[Data entries]
● ● ● ●
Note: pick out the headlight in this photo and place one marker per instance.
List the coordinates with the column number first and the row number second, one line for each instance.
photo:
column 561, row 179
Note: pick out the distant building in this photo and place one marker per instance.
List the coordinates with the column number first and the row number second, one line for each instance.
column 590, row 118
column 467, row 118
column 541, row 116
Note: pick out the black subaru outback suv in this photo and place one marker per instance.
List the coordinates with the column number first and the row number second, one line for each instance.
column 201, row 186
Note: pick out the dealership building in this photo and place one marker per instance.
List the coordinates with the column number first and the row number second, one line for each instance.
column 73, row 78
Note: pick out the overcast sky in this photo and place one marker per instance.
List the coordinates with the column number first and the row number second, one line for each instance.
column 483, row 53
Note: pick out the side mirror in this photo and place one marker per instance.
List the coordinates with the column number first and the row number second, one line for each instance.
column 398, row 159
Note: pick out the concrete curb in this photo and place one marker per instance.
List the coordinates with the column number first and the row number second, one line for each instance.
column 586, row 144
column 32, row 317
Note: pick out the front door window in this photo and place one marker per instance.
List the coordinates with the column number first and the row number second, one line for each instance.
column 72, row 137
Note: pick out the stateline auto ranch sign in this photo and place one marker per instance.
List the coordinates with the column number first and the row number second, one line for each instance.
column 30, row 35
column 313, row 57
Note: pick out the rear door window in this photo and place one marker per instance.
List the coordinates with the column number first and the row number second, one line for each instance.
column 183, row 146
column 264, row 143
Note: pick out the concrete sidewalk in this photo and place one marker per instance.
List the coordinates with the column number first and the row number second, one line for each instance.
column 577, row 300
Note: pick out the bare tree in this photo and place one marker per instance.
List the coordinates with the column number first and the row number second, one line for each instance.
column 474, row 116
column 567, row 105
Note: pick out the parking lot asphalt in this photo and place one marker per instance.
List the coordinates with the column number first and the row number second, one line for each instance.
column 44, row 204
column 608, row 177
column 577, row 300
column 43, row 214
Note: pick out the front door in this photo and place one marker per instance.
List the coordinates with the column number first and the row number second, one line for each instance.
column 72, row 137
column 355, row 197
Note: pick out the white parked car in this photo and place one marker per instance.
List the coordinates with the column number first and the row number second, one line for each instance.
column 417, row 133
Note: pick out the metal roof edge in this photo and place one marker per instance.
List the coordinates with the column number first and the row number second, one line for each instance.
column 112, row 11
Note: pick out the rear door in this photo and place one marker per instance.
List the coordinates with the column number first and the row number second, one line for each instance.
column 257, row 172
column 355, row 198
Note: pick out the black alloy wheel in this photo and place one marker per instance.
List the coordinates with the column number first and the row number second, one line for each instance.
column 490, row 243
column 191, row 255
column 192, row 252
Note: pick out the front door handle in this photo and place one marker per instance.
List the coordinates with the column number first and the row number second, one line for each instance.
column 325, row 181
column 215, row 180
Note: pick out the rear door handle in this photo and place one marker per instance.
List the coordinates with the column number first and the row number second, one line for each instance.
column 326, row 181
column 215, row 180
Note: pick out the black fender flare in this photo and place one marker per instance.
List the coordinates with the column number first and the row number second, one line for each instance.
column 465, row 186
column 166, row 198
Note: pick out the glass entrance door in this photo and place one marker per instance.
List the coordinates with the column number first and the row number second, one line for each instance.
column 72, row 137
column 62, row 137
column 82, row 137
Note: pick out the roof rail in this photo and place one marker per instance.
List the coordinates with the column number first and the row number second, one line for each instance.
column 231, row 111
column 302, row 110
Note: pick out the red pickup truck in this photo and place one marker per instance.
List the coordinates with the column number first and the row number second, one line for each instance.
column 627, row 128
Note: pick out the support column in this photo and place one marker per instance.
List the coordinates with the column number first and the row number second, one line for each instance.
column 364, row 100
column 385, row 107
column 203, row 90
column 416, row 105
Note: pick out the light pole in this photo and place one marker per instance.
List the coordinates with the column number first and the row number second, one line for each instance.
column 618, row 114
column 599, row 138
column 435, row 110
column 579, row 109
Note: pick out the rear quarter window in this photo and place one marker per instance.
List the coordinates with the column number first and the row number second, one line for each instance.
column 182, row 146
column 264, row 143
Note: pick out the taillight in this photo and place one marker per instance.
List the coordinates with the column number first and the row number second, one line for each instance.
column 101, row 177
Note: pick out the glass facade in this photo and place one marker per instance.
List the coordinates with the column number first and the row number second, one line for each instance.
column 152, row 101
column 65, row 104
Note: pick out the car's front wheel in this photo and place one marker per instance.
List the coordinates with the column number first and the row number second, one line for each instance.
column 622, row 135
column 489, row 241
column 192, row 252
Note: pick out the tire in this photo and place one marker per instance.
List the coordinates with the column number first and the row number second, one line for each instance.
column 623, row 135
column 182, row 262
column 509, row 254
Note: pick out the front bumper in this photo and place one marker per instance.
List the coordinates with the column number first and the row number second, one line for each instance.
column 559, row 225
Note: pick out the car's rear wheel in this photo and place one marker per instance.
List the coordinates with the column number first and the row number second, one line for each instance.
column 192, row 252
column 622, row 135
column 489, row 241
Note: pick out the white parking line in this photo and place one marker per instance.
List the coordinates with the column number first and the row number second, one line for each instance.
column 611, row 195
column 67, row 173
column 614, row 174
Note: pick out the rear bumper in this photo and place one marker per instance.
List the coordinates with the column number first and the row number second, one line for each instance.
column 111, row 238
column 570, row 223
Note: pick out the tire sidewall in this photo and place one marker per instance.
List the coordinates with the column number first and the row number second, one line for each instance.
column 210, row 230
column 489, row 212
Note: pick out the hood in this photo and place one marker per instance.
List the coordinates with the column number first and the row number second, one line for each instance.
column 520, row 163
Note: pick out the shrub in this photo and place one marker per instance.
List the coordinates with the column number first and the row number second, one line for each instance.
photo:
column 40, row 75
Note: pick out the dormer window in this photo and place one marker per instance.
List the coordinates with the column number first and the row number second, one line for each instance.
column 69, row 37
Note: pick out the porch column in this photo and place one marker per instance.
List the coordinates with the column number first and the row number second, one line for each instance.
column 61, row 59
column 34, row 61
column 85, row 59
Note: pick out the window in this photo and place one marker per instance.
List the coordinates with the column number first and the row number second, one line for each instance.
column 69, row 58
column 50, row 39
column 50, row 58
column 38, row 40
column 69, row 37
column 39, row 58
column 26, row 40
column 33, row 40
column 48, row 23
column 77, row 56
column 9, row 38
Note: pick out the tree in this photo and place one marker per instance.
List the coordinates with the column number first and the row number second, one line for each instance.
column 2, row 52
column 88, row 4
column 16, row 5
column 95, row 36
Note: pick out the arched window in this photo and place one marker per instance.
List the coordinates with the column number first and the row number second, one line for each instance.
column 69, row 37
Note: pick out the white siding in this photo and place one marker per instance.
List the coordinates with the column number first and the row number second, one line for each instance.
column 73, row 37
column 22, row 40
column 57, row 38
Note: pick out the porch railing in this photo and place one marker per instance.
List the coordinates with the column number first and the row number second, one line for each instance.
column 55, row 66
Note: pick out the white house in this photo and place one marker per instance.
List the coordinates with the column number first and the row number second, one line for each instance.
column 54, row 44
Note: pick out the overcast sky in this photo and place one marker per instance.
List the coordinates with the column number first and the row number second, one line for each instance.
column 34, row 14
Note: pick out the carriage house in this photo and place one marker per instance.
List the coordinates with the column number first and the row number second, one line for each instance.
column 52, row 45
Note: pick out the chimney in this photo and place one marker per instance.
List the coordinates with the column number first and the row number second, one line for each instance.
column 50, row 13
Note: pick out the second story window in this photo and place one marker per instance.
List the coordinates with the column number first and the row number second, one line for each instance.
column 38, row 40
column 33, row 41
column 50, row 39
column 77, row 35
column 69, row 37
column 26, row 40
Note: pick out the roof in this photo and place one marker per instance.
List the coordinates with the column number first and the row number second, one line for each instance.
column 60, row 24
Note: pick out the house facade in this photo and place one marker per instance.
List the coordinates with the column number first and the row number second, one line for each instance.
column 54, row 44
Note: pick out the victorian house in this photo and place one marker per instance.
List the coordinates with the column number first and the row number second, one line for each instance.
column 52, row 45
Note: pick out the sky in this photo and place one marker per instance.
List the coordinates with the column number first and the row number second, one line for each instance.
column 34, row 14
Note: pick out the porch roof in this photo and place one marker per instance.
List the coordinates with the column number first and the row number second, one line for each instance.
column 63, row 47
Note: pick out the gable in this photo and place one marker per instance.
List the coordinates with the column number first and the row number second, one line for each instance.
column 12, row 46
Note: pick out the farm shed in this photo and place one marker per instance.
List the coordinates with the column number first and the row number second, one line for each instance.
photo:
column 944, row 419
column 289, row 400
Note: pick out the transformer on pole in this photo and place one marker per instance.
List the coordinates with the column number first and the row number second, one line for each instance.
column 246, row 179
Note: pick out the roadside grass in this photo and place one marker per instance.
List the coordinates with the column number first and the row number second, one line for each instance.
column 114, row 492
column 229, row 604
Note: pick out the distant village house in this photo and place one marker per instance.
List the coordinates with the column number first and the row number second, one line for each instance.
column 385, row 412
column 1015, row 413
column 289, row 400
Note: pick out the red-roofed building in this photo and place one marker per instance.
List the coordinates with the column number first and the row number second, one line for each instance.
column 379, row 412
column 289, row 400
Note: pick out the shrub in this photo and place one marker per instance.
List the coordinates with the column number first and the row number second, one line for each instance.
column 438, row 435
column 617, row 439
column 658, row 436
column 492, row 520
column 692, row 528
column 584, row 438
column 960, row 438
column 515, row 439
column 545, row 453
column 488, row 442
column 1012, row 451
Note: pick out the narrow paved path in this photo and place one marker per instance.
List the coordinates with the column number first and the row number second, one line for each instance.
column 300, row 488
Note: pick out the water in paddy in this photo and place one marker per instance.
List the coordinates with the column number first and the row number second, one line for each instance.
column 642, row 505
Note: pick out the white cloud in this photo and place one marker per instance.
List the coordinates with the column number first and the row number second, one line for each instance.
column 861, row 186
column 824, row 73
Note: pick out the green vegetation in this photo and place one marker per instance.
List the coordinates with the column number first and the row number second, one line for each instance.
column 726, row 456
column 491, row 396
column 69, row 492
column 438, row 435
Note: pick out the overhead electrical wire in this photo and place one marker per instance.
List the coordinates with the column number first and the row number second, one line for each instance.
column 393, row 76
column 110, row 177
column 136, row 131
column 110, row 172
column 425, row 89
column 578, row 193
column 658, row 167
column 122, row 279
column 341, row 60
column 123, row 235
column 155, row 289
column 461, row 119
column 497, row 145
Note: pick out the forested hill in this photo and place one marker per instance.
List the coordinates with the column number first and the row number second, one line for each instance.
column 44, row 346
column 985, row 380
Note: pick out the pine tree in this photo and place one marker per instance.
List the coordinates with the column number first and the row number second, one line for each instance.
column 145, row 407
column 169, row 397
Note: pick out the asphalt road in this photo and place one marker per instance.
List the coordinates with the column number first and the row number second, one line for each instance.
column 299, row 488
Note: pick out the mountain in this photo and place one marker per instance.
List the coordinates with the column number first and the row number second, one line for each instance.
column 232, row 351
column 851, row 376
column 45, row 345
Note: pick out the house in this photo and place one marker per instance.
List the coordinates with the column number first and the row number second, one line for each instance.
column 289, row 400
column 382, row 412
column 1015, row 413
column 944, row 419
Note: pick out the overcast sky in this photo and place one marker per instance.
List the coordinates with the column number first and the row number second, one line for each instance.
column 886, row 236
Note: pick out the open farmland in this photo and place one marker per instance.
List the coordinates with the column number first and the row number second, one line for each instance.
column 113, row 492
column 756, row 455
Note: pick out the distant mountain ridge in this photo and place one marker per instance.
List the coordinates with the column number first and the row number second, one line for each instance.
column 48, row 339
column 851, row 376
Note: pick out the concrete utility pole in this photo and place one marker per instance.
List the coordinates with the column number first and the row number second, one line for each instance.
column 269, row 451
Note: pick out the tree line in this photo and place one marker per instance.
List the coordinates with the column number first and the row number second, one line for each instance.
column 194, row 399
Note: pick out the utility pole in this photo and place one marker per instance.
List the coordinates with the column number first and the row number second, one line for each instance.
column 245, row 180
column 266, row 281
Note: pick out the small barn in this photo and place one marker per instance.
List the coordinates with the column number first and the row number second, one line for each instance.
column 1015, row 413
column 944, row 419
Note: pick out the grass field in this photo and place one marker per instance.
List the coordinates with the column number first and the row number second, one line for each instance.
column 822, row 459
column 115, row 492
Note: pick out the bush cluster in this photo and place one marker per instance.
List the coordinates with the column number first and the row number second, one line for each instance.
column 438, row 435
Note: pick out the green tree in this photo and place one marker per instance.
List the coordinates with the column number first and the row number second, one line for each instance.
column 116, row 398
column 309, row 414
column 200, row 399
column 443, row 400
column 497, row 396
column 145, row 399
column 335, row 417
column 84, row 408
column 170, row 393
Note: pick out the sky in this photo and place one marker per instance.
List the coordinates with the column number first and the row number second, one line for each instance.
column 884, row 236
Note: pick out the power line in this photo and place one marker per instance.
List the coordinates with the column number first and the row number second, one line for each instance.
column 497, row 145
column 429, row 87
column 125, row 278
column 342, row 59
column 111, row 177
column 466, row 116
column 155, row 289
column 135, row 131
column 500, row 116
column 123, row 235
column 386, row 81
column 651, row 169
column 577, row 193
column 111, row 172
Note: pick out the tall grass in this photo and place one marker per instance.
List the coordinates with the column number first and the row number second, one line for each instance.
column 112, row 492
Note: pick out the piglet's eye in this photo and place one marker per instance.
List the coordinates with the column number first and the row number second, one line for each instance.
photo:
● ● ● ●
GIVEN PROBLEM: Copy the data above verbatim, from its first line through the line containing "column 398, row 159", including both of those lines.

RESPONSE:
Note: pick out the headlight in this photo and place one marker per instance.
List the coordinates with the column number first and the row number second, one line for each instance.
photo:
column 561, row 179
Note: pick out the distant building in this photo and place one marker per instance.
List the coordinates with the column number first and the row number second, one line for each instance.
column 590, row 118
column 467, row 118
column 541, row 116
Note: pick out the black subaru outback suv in this photo and place one marker per instance.
List the coordinates with the column number first and the row number second, one line for each instance.
column 201, row 186
Note: pick out the dealership building in this photo and place one marker per instance.
List the coordinates with the column number first and the row number second, one line for each instance.
column 73, row 78
Note: pick out the overcast sky in this photo and place one marker per instance.
List the coordinates with the column number first and the row number second, one line for each instance.
column 483, row 53
Note: pick out the side mirror in this photo and place one marker per instance.
List the coordinates with the column number first and the row number second, one line for each instance.
column 398, row 159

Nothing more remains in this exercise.